BRIEF - Extract every line from the entries below that contains the word "Find". Treat uppercase and lowercase as different.

[Collection entries]
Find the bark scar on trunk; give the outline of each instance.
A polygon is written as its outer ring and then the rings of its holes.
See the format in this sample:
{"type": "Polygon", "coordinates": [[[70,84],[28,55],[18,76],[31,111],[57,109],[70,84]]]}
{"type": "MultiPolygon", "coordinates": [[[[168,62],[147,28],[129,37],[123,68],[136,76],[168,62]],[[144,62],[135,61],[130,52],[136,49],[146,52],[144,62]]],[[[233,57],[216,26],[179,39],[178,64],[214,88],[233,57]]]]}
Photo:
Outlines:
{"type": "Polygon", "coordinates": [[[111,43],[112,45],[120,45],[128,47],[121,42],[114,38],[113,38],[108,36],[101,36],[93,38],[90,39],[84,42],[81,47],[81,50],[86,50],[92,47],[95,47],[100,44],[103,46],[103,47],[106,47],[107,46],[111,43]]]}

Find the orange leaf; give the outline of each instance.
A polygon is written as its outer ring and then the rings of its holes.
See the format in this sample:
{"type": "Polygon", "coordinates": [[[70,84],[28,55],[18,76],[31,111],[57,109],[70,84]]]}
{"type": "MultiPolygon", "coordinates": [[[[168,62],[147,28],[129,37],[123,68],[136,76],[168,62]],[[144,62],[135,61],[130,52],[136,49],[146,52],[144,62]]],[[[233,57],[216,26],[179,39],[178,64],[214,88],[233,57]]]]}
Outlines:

---

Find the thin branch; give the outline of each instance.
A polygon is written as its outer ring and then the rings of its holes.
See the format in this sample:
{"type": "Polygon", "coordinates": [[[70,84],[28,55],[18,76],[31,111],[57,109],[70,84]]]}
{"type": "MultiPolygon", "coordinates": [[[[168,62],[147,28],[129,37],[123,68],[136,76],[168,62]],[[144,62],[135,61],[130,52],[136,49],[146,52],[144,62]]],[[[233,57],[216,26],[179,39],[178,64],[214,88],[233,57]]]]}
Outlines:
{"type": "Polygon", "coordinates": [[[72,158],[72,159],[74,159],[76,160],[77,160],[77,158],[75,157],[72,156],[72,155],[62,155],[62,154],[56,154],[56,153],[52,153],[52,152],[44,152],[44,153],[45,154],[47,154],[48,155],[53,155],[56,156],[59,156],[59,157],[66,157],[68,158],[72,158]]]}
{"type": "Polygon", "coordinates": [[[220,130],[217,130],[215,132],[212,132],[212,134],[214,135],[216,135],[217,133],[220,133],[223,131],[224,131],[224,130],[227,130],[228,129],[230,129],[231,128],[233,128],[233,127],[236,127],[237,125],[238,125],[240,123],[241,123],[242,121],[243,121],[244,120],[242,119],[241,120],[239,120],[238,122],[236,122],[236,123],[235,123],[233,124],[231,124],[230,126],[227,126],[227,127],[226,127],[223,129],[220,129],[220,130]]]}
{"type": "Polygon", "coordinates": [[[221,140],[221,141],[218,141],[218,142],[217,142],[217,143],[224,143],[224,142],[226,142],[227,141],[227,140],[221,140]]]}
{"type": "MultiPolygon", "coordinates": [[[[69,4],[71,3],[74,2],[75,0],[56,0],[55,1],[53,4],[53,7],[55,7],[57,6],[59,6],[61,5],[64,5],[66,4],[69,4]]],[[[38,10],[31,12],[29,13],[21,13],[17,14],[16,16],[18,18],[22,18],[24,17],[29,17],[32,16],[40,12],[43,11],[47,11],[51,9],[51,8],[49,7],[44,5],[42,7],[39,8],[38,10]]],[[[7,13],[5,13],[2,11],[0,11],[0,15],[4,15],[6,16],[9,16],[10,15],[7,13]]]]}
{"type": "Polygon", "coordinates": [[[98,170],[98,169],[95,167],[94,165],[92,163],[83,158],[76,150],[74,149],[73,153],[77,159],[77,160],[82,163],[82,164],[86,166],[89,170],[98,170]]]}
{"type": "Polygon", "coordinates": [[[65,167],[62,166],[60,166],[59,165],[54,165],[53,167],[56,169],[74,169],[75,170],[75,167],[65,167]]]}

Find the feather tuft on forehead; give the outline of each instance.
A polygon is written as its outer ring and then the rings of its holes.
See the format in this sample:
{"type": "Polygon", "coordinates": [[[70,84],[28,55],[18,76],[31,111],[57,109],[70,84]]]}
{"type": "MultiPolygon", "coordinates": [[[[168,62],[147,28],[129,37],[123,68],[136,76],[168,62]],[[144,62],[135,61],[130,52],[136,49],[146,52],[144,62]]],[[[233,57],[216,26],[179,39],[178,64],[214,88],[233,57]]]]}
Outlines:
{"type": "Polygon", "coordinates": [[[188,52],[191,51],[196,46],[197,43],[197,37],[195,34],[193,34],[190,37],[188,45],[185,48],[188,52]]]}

FINISHED TASK -
Find the bark scar on trunk; give the outline of each instance.
Find the orange leaf; give the outline of each instance.
Find the thin branch; give the outline of each instance.
Find the feather tuft on forehead; give the outline of each instance.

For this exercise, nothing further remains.